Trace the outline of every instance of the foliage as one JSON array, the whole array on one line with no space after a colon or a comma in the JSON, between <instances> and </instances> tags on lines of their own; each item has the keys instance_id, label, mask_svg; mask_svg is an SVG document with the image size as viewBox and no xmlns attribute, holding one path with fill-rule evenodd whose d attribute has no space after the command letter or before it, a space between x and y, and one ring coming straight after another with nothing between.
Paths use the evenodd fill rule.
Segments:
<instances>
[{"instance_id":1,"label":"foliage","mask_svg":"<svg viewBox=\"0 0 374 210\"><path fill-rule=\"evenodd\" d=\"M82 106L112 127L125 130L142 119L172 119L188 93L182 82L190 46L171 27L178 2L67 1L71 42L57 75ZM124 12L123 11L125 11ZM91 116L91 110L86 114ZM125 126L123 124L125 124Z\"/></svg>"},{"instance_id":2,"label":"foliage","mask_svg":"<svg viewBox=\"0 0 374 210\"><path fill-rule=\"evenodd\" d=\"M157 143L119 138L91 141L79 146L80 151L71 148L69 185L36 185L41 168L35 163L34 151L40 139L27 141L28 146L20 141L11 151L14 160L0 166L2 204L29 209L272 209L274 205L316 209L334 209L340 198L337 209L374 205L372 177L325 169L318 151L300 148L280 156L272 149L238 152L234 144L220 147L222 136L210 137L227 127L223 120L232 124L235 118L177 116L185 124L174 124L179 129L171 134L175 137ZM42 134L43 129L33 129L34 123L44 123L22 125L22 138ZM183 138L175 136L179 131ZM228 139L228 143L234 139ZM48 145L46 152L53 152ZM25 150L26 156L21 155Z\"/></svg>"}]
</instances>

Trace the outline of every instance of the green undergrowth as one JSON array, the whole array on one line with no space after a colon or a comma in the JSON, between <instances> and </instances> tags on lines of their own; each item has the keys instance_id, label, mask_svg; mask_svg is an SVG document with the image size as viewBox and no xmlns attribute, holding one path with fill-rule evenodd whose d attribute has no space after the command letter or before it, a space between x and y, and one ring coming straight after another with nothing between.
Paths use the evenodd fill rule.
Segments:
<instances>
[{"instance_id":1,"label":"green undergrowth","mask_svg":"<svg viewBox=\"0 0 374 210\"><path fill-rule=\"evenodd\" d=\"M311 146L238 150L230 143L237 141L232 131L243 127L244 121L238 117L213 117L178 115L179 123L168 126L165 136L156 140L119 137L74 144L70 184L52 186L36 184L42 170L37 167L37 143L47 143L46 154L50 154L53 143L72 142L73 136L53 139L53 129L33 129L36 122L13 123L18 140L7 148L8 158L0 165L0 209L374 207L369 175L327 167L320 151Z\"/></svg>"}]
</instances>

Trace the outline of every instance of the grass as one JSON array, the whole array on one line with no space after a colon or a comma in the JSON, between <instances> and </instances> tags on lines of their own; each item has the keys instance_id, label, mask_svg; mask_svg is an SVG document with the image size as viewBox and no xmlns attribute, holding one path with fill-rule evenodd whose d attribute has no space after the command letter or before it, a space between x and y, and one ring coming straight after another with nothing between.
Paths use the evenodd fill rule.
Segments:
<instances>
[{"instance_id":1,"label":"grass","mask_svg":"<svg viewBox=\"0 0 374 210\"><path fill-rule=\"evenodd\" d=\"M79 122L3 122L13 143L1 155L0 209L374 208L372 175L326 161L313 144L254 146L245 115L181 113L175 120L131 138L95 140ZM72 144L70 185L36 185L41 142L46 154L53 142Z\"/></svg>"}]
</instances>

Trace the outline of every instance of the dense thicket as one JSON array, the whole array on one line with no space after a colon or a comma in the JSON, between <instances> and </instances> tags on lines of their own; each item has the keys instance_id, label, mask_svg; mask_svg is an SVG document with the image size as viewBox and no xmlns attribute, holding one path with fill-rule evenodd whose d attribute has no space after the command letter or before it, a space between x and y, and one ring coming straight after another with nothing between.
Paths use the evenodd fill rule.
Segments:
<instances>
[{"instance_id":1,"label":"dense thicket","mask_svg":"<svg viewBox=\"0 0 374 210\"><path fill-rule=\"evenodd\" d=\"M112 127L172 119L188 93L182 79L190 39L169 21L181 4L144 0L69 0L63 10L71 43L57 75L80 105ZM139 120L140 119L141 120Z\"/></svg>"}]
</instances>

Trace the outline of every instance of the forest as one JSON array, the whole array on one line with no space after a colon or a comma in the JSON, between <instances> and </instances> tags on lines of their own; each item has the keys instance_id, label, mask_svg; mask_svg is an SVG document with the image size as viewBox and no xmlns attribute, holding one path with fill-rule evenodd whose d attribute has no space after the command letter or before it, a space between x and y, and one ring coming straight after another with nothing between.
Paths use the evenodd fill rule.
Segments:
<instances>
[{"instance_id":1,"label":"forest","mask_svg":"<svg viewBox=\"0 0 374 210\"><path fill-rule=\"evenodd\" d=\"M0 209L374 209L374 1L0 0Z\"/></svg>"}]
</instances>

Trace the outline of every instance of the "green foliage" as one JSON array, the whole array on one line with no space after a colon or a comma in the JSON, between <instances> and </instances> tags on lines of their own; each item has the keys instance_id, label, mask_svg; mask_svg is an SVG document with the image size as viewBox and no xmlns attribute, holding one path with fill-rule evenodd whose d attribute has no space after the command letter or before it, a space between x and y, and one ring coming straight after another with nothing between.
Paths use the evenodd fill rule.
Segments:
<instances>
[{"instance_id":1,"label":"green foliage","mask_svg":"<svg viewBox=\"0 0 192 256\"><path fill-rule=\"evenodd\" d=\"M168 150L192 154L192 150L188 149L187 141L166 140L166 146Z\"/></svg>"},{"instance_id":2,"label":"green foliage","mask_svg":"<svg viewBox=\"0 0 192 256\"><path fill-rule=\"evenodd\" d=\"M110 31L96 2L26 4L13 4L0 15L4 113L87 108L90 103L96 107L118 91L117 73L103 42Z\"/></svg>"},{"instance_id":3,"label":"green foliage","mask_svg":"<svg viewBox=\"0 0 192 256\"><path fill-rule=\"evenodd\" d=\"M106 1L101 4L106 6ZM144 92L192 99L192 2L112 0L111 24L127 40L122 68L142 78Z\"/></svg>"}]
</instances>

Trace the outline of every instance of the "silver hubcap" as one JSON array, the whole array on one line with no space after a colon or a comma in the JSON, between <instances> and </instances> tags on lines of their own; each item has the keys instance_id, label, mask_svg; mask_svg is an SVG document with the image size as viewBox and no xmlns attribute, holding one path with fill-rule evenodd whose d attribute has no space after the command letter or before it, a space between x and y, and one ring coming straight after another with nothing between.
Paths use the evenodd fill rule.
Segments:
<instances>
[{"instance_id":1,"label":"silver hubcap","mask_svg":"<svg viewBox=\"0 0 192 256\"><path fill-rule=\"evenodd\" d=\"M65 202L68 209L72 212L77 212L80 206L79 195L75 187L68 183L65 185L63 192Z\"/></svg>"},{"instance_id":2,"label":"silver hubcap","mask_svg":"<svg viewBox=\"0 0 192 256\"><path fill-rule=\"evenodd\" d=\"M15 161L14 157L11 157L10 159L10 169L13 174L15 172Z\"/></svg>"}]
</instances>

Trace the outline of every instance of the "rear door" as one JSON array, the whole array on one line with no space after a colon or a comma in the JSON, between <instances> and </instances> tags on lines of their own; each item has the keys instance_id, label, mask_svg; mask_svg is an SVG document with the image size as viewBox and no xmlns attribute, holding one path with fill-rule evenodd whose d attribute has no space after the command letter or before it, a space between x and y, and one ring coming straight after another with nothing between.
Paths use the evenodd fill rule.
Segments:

### The problem
Repeat every entry word for word.

### The answer
Trace the outline of every instance of the foliage as one JSON array, the whole array on one line with no space after a colon or a comma in the JSON, between <instances> and </instances> tags on lines of their own; each item has the keys instance_id, label, mask_svg; mask_svg is an SVG document with the image size as viewBox and no xmlns attribute, holding one path with fill-rule evenodd whose d attribute has no space after the command letter or before it, a space between x and y, and one ring coming straight after another with nothing between.
Paths use the evenodd fill rule.
Segments:
<instances>
[{"instance_id":1,"label":"foliage","mask_svg":"<svg viewBox=\"0 0 374 210\"><path fill-rule=\"evenodd\" d=\"M82 106L112 127L125 130L142 119L172 119L188 93L182 82L190 46L171 27L178 2L67 1L71 42L57 75ZM124 12L123 11L125 11ZM91 116L91 110L86 114ZM125 126L123 124L125 124Z\"/></svg>"},{"instance_id":2,"label":"foliage","mask_svg":"<svg viewBox=\"0 0 374 210\"><path fill-rule=\"evenodd\" d=\"M157 143L119 138L91 141L79 146L80 151L71 148L69 185L36 185L41 168L35 163L34 151L40 139L27 141L28 146L20 141L11 151L14 160L0 166L2 204L29 209L272 209L274 205L316 209L334 209L340 198L337 209L374 205L372 177L325 169L318 151L300 148L280 156L272 149L238 152L234 144L220 147L222 136L210 137L227 127L223 120L232 124L235 118L177 116L185 124L174 124L179 129L171 134L175 137ZM42 134L43 129L33 129L34 123L44 123L22 125L22 138ZM183 138L175 136L179 131ZM228 139L228 143L234 139ZM48 145L46 152L53 152ZM25 150L26 156L21 155Z\"/></svg>"}]
</instances>

Trace the outline of every instance of the green undergrowth as one JSON array, the whole array on one line with no space after a colon or a comma in the JSON, between <instances> and </instances> tags on lines of their own; each item has the keys instance_id, label, mask_svg; mask_svg is an SVG document with the image size as viewBox and no xmlns attribute, holding one path with fill-rule evenodd whose d attribute has no space after the command letter or before it, a space between x and y, and one ring coming straight after another with nothing between.
Paths use the evenodd fill rule.
Segments:
<instances>
[{"instance_id":1,"label":"green undergrowth","mask_svg":"<svg viewBox=\"0 0 374 210\"><path fill-rule=\"evenodd\" d=\"M311 146L238 150L230 143L237 141L232 131L243 127L244 121L238 117L213 117L178 115L179 123L168 126L165 136L156 140L119 137L74 144L70 184L52 186L36 184L42 170L37 167L37 143L47 143L46 154L50 154L53 143L72 142L73 136L53 139L53 129L33 129L36 122L13 123L18 140L7 148L8 158L0 165L0 209L374 207L369 175L327 167L320 151Z\"/></svg>"}]
</instances>

Trace the outline of every instance of the grass as one JSON array, the whole array on one line with no space after a colon or a comma in the JSON, between <instances> and </instances> tags on lines of their own; each item has the keys instance_id, label, mask_svg; mask_svg is an SVG document with the image size as viewBox and no xmlns attribute, holding one path with fill-rule evenodd whose d attribute has no space after the command letter or before it, a space between x and y, and one ring coming straight after another with nothing between.
Paths use the evenodd fill rule.
Segments:
<instances>
[{"instance_id":1,"label":"grass","mask_svg":"<svg viewBox=\"0 0 374 210\"><path fill-rule=\"evenodd\" d=\"M79 122L3 122L13 143L1 155L0 209L374 208L372 175L326 161L313 144L254 146L245 115L181 113L175 120L131 138L95 140ZM72 144L70 185L36 185L41 142L46 154L53 142Z\"/></svg>"}]
</instances>

Trace the outline of every instance of the dense thicket as one JSON array, the whole array on one line with no space after a colon or a comma in the JSON, between <instances> and </instances> tags on lines of their own; each item has the keys instance_id, label, mask_svg; mask_svg is an SVG document with the image size as viewBox and no xmlns attribute, holding one path with fill-rule evenodd whose d attribute has no space after the command letter or before it, a space between x and y, and one ring coming straight after another with nothing between.
Paths use the evenodd fill rule.
Segments:
<instances>
[{"instance_id":1,"label":"dense thicket","mask_svg":"<svg viewBox=\"0 0 374 210\"><path fill-rule=\"evenodd\" d=\"M112 127L172 119L188 93L182 79L190 39L169 21L181 4L144 0L69 0L63 10L71 43L57 75L80 105ZM139 120L140 119L141 120Z\"/></svg>"}]
</instances>

Trace the outline of every instance of the forest as one JSON array, the whole array on one line with no space after a colon or a comma in the JSON, between <instances> and </instances> tags on lines of their own; each item has the keys instance_id, label, mask_svg; mask_svg is an SVG document with the image size as viewBox and no xmlns attribute, holding one path with fill-rule evenodd whose d attribute has no space after the command letter or before it, a space between x and y, and one ring coming straight after another with nothing between.
Paths use the evenodd fill rule.
Segments:
<instances>
[{"instance_id":1,"label":"forest","mask_svg":"<svg viewBox=\"0 0 374 210\"><path fill-rule=\"evenodd\" d=\"M0 209L374 209L374 1L0 0Z\"/></svg>"}]
</instances>

Trace the outline of every instance of the "green foliage" as one JSON array, the whole array on one line with no space after a colon or a comma in the JSON, between <instances> and </instances> tags on lines of their own; each item has the keys instance_id, label, mask_svg; mask_svg is an SVG document with the image size as viewBox and no xmlns attribute, holding one path with fill-rule evenodd whose d attribute has no space after the command letter or before it, a space between x and y, and one ring coming straight after another with nothing between.
Paths use the evenodd fill rule.
Segments:
<instances>
[{"instance_id":1,"label":"green foliage","mask_svg":"<svg viewBox=\"0 0 192 256\"><path fill-rule=\"evenodd\" d=\"M168 150L192 154L192 150L188 149L187 141L166 140L166 146Z\"/></svg>"},{"instance_id":2,"label":"green foliage","mask_svg":"<svg viewBox=\"0 0 192 256\"><path fill-rule=\"evenodd\" d=\"M110 31L96 2L26 4L13 4L0 15L4 113L87 108L90 103L96 107L118 91L117 73L103 42Z\"/></svg>"},{"instance_id":3,"label":"green foliage","mask_svg":"<svg viewBox=\"0 0 192 256\"><path fill-rule=\"evenodd\" d=\"M106 1L101 4L106 6ZM144 92L192 99L192 2L112 0L111 24L127 40L122 68L142 78Z\"/></svg>"}]
</instances>

Trace the outline of every instance of the "silver hubcap" as one JSON array, the whole array on one line with no space after a colon or a comma in the JSON, between <instances> and </instances> tags on lines of their own; each item has the keys instance_id, label, mask_svg; mask_svg is an SVG document with the image size as viewBox and no xmlns attribute, holding one path with fill-rule evenodd whose d attribute has no space after the command letter or before it, a space between x and y, and one ring coming straight after another with nothing between.
Paths use the evenodd fill rule.
Segments:
<instances>
[{"instance_id":1,"label":"silver hubcap","mask_svg":"<svg viewBox=\"0 0 192 256\"><path fill-rule=\"evenodd\" d=\"M65 202L68 209L72 212L77 212L80 206L79 195L75 187L68 183L65 185L63 192Z\"/></svg>"},{"instance_id":2,"label":"silver hubcap","mask_svg":"<svg viewBox=\"0 0 192 256\"><path fill-rule=\"evenodd\" d=\"M15 161L14 157L11 157L10 159L10 169L13 174L15 172Z\"/></svg>"}]
</instances>

Trace the outline of every instance of the "rear door" as one JSON array, the whole array on one line with no space after a colon or a comma in the JSON, between <instances> and </instances> tags on lines of their own; each item has the keys instance_id, label, mask_svg; mask_svg is an SVG document with the image size as viewBox and no xmlns attribute, holding one path with fill-rule evenodd whose d attribute has no space after the command letter or before it, a space between x and y, and one ring coming straight after another with nothing between.
Paths use the evenodd fill rule.
Segments:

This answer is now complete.